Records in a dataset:
● ● ● ● ● ● ●
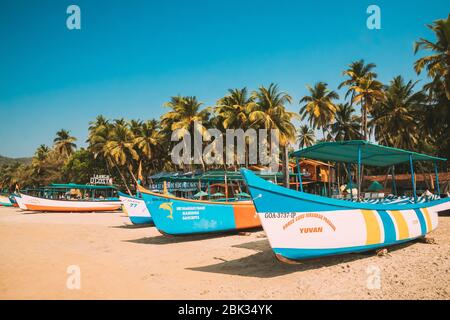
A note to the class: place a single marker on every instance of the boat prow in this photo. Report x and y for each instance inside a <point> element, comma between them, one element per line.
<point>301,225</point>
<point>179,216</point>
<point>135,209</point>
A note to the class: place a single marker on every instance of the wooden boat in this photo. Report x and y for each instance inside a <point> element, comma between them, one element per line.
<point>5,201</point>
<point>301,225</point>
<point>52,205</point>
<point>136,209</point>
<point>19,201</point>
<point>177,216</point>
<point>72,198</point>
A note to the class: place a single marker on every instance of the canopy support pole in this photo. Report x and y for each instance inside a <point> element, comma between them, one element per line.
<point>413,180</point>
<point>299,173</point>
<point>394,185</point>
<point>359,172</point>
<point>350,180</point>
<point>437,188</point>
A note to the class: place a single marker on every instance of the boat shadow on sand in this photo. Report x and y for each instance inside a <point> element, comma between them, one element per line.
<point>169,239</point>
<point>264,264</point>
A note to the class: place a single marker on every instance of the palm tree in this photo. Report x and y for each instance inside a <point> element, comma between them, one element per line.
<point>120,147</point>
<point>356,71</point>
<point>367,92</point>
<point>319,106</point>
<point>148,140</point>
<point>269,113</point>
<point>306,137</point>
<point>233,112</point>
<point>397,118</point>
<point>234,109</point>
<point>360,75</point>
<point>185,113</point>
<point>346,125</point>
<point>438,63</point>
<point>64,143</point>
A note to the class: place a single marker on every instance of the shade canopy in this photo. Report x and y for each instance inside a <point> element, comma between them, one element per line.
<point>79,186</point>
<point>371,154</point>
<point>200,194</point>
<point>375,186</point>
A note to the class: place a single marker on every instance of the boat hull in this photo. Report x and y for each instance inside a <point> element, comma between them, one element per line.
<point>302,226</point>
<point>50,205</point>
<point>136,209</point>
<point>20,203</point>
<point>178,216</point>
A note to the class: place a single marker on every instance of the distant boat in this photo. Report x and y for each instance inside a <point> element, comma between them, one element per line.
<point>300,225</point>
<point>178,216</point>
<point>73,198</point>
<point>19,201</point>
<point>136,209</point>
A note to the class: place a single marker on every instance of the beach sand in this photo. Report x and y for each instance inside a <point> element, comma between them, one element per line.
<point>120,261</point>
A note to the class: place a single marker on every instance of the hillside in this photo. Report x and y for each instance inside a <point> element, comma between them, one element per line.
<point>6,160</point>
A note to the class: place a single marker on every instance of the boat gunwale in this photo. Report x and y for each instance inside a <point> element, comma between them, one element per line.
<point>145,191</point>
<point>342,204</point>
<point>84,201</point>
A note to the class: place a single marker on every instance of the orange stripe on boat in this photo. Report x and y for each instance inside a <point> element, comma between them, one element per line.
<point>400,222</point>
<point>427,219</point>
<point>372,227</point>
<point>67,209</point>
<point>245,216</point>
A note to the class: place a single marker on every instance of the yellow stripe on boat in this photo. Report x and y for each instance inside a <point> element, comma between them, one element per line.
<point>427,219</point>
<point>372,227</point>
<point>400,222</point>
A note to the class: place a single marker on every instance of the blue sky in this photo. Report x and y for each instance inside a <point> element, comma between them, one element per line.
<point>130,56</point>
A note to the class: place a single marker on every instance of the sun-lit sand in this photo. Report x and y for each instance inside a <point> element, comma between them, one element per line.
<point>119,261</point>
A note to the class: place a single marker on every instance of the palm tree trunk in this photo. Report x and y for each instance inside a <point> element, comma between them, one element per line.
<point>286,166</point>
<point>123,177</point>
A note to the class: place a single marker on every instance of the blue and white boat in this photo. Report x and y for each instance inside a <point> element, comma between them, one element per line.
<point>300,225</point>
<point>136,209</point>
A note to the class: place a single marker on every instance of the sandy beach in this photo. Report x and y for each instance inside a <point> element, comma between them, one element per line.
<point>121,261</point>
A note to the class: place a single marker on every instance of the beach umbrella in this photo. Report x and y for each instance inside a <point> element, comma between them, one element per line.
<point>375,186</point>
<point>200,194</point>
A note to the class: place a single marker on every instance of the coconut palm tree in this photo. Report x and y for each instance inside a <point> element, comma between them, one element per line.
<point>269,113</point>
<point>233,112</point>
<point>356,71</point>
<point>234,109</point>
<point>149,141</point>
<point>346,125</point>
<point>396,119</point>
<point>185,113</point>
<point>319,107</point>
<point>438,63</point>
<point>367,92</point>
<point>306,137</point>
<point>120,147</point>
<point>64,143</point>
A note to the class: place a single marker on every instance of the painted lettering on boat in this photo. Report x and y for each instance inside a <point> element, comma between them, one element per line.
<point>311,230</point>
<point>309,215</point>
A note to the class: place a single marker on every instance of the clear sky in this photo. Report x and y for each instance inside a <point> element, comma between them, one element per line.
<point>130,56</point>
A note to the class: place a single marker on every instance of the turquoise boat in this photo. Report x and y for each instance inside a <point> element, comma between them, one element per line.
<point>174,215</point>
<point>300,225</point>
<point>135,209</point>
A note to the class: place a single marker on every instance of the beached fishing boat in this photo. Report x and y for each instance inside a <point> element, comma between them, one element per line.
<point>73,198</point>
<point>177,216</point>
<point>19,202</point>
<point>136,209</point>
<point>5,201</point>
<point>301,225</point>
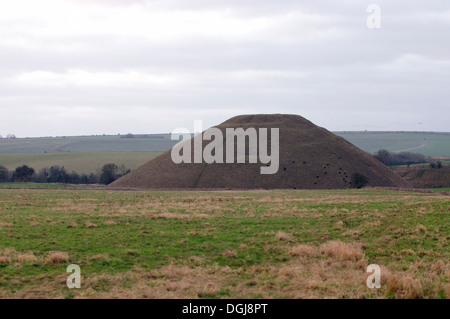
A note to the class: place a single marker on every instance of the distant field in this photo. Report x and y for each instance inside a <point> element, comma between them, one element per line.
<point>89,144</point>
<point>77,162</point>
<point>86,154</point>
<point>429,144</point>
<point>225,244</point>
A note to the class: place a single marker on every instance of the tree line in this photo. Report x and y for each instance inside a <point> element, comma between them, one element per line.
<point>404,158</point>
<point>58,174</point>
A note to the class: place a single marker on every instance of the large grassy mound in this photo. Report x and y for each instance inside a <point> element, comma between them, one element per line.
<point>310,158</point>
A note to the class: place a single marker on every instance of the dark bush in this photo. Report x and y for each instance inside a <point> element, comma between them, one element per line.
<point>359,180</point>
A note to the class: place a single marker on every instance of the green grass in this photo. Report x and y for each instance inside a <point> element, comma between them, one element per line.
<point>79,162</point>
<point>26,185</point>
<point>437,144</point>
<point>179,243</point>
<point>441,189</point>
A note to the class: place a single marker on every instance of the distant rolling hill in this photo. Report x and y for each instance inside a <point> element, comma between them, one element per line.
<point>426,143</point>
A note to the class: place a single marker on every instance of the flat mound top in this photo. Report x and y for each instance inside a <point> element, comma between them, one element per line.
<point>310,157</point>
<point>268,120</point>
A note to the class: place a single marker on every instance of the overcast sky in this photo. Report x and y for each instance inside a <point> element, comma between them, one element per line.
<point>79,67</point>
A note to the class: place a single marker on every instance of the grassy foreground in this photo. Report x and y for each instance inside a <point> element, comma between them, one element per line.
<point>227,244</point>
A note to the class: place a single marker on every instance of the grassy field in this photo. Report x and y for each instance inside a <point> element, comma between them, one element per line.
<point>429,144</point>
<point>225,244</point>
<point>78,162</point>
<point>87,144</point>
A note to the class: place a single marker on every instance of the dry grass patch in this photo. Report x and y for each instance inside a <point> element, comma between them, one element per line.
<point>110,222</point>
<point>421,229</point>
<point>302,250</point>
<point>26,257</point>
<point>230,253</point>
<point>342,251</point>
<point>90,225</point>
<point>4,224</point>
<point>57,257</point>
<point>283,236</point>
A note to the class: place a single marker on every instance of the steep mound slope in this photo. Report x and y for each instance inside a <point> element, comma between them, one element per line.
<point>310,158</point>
● ● ● ● ● ● ●
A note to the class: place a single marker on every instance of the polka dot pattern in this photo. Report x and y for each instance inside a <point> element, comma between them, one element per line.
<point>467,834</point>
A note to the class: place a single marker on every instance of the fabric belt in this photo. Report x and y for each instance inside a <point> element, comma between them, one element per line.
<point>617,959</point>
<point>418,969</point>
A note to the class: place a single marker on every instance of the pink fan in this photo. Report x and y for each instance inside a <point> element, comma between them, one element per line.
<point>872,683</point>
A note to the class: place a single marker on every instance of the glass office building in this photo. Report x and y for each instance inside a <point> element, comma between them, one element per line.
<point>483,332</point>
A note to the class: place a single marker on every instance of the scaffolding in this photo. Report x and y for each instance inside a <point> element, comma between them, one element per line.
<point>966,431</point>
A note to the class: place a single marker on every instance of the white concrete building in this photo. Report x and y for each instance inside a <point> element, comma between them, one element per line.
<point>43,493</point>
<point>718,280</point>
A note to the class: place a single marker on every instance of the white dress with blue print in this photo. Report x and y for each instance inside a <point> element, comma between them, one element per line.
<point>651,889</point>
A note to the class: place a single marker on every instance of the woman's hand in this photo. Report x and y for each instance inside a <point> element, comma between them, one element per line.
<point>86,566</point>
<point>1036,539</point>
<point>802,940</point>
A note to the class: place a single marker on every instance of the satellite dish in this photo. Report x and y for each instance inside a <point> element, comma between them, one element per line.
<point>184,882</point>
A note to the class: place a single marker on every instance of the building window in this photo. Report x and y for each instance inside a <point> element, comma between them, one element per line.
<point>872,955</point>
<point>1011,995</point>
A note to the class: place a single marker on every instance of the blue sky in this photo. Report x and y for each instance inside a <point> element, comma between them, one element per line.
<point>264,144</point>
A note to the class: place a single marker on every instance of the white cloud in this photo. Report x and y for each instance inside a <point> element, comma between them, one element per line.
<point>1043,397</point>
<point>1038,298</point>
● ● ● ● ● ● ●
[WORK TO DO]
Could you give back only the data lines, beginning at the line that has "the distant field" and stopping after the line that has "<point>86,154</point>", with "single marker" changed to "single dot" and everything else left as it is?

[THE RESPONSE]
A note to the class: place a single dot on every instance of the distant field in this photo. Report x and y for each instance inside a <point> element, comma between them, one element per line.
<point>89,144</point>
<point>77,162</point>
<point>86,154</point>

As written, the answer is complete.